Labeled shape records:
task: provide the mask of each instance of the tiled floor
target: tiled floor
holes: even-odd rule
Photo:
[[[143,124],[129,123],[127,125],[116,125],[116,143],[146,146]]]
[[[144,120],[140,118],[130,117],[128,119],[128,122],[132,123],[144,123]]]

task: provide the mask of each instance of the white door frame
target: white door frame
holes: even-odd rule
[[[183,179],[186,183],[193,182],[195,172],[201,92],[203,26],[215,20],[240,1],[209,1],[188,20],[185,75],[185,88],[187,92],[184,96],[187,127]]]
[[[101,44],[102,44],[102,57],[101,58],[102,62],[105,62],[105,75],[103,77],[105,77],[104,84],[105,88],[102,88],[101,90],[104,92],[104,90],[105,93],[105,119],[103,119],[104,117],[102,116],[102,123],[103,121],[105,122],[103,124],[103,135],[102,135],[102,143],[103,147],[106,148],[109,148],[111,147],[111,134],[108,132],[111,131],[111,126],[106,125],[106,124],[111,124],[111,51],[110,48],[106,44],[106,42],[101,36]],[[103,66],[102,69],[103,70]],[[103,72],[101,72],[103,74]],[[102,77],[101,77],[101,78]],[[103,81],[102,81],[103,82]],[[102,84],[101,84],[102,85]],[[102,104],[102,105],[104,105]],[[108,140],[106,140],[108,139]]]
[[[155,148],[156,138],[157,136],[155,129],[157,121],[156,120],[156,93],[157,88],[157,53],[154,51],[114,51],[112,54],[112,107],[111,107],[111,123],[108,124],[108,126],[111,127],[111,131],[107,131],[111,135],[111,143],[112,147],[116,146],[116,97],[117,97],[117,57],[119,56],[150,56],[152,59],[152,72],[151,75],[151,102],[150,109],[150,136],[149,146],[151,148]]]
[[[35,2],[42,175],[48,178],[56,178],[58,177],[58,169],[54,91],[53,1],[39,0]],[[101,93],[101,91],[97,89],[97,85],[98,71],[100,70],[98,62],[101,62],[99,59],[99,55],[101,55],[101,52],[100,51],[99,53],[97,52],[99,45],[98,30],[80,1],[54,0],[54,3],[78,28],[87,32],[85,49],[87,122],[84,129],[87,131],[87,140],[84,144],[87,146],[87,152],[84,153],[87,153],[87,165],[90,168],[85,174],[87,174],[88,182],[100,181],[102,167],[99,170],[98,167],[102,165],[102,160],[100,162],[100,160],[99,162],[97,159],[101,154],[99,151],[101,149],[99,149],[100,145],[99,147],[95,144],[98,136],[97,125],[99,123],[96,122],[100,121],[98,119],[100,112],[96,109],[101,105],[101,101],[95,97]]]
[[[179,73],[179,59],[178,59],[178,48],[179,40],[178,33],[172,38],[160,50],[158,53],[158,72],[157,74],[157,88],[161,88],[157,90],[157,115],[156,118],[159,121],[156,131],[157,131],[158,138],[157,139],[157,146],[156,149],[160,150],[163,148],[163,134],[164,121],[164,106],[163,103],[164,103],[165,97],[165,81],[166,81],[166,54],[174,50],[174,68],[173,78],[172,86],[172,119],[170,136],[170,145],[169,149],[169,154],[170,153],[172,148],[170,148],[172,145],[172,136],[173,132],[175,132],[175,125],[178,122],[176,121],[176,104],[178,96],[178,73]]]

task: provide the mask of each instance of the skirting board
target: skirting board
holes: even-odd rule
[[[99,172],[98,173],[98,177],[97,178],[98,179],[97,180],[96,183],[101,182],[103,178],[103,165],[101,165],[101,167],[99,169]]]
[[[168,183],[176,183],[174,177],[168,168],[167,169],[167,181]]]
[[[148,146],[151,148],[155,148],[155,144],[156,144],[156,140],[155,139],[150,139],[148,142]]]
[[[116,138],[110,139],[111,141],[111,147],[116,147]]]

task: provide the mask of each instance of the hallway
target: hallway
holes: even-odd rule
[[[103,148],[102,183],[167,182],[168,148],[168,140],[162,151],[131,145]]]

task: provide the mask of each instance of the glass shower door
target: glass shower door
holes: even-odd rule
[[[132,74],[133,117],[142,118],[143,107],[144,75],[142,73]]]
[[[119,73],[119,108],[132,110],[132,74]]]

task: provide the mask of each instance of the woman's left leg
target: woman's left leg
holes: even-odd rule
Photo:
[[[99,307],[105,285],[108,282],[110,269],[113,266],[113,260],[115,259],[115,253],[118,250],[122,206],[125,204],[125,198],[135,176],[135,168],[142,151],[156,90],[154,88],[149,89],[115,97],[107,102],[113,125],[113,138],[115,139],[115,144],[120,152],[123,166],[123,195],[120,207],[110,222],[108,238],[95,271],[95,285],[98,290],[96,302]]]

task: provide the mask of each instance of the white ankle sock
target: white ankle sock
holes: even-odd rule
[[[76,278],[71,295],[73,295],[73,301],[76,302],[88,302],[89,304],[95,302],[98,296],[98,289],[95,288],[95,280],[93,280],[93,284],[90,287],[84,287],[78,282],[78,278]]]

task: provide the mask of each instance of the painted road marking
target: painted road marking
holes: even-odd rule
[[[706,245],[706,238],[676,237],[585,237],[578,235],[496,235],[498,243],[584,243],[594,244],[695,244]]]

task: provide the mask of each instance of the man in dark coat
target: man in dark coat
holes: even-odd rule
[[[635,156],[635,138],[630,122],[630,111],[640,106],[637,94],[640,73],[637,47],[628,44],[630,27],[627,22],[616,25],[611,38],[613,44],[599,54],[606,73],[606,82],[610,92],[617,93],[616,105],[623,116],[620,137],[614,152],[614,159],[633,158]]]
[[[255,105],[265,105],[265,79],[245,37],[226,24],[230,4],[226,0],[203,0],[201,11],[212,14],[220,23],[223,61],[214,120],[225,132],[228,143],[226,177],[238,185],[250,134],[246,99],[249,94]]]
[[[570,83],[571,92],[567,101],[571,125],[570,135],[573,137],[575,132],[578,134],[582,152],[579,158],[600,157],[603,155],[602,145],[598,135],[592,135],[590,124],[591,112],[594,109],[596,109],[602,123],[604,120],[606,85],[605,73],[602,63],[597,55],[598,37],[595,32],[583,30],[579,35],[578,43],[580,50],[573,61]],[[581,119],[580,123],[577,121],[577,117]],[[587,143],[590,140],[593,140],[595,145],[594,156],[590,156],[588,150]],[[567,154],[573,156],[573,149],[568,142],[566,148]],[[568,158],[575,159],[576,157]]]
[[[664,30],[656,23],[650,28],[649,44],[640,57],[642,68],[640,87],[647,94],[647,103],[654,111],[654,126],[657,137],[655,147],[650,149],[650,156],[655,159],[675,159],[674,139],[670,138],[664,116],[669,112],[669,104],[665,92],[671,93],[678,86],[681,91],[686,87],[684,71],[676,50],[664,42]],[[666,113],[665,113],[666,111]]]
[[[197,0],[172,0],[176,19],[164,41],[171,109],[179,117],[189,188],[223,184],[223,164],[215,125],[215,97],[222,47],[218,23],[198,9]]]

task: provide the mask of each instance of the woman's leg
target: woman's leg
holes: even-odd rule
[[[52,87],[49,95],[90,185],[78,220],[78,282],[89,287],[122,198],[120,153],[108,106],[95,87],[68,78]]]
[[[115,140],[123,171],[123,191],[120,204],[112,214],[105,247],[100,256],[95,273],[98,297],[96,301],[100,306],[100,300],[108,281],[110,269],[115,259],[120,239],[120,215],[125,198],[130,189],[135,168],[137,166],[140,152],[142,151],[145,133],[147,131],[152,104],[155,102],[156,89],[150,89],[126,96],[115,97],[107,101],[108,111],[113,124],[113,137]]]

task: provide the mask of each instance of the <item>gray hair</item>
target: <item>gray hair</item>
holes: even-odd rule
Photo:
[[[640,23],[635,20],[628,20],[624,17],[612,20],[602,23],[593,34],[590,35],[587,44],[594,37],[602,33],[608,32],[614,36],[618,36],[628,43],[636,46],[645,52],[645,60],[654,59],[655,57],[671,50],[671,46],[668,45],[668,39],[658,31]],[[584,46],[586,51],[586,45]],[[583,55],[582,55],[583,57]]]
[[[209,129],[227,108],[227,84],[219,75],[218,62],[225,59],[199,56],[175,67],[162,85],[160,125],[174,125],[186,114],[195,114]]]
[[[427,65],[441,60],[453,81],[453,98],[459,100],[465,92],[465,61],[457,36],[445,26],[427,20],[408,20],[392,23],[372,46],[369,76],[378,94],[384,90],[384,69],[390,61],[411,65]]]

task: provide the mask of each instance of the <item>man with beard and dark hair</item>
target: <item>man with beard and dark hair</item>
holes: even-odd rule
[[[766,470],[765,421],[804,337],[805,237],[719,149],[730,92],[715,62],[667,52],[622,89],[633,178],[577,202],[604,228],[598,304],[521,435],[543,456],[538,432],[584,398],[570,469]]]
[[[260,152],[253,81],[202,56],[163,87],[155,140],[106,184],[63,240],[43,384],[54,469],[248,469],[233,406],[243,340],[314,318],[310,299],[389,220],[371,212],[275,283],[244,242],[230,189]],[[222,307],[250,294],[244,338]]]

● Short problem
Could you rewrite the lines of the records starting with the line containing "task: provide the mask of each instance of the hallway" and going on through the line containing "[[[119,73],[119,108],[132,110],[132,74]]]", swapping "glass shower door" for "frosted glass partition" and leaving everything else unchanged?

● Full response
task: provide the mask of each instance of the hallway
target: hallway
holes: even-odd rule
[[[103,148],[102,183],[167,182],[168,148],[168,140],[162,151],[131,145]]]

task: provide the mask of each instance of the frosted glass partition
target: frosted glass partition
holes: even-odd rule
[[[132,74],[133,117],[142,118],[143,107],[144,75],[142,73]]]
[[[119,73],[119,108],[132,110],[132,74]]]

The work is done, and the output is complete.